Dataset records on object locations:
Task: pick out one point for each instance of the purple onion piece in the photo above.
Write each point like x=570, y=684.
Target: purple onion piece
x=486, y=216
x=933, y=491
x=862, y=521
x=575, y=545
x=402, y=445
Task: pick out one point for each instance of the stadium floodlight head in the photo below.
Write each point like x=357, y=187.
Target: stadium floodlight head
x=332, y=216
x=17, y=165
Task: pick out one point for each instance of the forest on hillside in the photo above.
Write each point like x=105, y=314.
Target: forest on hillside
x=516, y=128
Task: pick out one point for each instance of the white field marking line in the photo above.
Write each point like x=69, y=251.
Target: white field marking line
...
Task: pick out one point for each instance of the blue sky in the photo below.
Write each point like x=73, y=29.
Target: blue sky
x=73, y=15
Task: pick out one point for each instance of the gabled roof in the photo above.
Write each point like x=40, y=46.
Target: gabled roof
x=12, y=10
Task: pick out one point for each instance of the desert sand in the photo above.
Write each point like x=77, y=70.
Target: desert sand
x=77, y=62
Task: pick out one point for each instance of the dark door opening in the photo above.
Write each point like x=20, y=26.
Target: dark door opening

- _Do this_
Please arrange the material from the line containing "Task: pick out one point for each instance of the stadium" through the line containing "Target: white field marking line", both ends included, as a JSON list of strings with one string per line and blank lines omitted. Include no other lines.

- _Expected output_
[
  "Task: pick out one point for each instance of the stadium floodlight head in the photo below.",
  "Write each point like x=357, y=187.",
  "Target: stadium floodlight head",
  "x=332, y=216",
  "x=17, y=165",
  "Task: pick out one point for each instance of the forest on hillside in the photo above.",
  "Write each point like x=105, y=314.",
  "Target: forest on hillside",
  "x=516, y=128",
  "Task: pick out one point for each instance of the white field marking line in the photo above.",
  "Write each point like x=69, y=251.",
  "Target: white field marking line"
]